● COMPITI RICHIESTI
• 1. Rispondi a queste domande sul testo dedicato alle fave:
(a) In quale periodo si raccolgono le fave nell'Italia centrale?
(b) Da chi stava fuggendo Pitagora quando preferì farsi uccidere piuttosto che attraversare un campo di fave?
(c) Come si intitola l'opera di Apicio?
• 2. Scrivi un seguito al testo sulle fave, riprendendo dal punto in cui si ferma.

● TESTO FORNITO
La fava grossa non si riesce a raccogliere con mietitrebbiatrici, se non con pessimi risultati qualitativi (rottura dei semi). Solo il favino si raccoglie abbastanza facilmente mediante mietitrebbiatrice opportunamente regolata.
 
L’epoca di raccolta è la metà di giugno nell’Italia meridionale, la fine di giugno in quella centrale, la metà di luglio nell’Italia settentrionale con semina primaverile.
 

Curiosità

Pitagora, grande filosofo e genio incontrastato nelle discipline matematiche, nonché fine erborista le considerava un cibo malefico in grado di corrompere la mente ed il fisico. Egli, in prima persona, le odiava tanto che evitava con cura ogni minimo contatto con le stesse, una sorta di fobia che gli sarebbe stata fatale, infatti, in fuga dagli scherani di Cilone di Crotone, preferì farsi raggiungere ed uccidere piuttosto che mettersi in salvo attraverso un campo di fave.

Della sua stessa opinione era anche Aristotele il quale, oltre alla caratteristica di corrompere anima e corpo, attribuiva loro anche il potere di far fare sogni osceni, inducendo a pericolose tentazioni.

Omero, le cita spesso nei suoi poemi e Aristofane, commediografo gastronomo, nella sua commedia “Le Rane”, nutre, fra gli intervalli delle sue leggendarie fatiche, il mitico Ercole, con una superenergetica, quanto ghiotta, purea di fave.

Ancor di più e con meno riserve, furono amate dai Romani che a mezzo del grande gastronomo Apicio, autore del “De Re Coquinaria”, ci hanno tramandato anche tutta una serie di ricette, alcune curiose e particolari ed altre che somigliano incredibilmente a ricette ancora in auge in molte cucine tradizionali, tra cui nella cucina regionale pugliese.

Tra gli impieghi più particolari messi a punto dai Romani, una speciale farina che trovava utilizzo nella preparazione di focacce e dolci e che, diluita nel vino, addolcita con miele e aromatizzata con spezie, dava luogo ad una particolare densa bevanda.

Dati di localizzazione dei punti
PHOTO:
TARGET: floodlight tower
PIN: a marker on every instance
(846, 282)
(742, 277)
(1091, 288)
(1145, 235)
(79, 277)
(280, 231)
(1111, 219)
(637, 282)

* * *

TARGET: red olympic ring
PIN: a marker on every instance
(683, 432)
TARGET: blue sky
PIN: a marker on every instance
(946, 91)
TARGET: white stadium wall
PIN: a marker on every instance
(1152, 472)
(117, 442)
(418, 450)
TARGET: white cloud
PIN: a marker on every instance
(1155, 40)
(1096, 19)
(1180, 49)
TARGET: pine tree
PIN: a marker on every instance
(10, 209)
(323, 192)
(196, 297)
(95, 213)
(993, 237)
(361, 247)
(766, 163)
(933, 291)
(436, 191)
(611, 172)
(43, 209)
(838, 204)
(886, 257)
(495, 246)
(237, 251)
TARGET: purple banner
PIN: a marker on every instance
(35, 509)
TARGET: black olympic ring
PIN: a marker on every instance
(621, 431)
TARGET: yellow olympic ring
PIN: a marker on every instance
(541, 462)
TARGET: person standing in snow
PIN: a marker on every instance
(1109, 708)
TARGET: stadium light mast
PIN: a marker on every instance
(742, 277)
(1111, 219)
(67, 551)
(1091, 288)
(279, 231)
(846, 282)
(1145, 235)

● SOLUZIONI DEI COMPITI
• 1.
(a) Alla fine di giugno.
(b) Dagli scherani di Cilone di Crotone.
(c) "De Re Coquinaria".

• 2.
La prestigiosa Scuola Medica Salernitana, rispolverando gli antichi precetti classici, le avrebbe poi nuovamente messe alla gogna, dichiarandole nocive per la vista.
Nel “Regimen Sanitatis”, infatti si legge: “Fave, vin, lussuria, pianto, copula e punture; botte, polve e opre dure, cause agli occhi son di lutto”.

Ricette con le fave

Come il resto dei legumi secchi, le fave necessitano di essere messe a bagno in media 12 ore prima di essere utilizzate nelle varie preparazioni.

Le fave secche possono essere con la buccia o decorticate e, in questo caso, la fase di ammollo diminuisce circa 8-10 ore.

Se si decidesse di cucinarle appena  raccolte, possono essere cucinate direttamente, ad es. si potrebbero fare al forno (180° per 25 minuti) o bollite insieme alle patate per un secondo sfizioso e condite semplicmente con olio, sale e prezzemolo.

La conservazione delle fave deve avvenire in frigorifero. Trattandosi di legumi piuttosto delicati, occorre consumarli entro al massimo 2 o 3 giorni, per evitare che anneriscano.
Per questo motivo conviene congelarle se non si ha intenzione di consumarle nel breve periodo.

Esistono diverse idee di ricette con le fave e semplici da preparare

Una di queste è il risotto con seppie e fave.
Per realizzarlo è sufficiente far bollire le fave in acqua calda salata per circa 5 minuti.

Nel frattempo, andiamo a mettere nel mixer alcune foglie di menta con una di burro freddo. Si creerà una pasta che andrà stesa su della carta da forno e messa in frigorifero per farla raffreddare.

A questo punto, dobbiamo passare le fave nel passaverdure per ridurle in purea tenendole da parte alcune.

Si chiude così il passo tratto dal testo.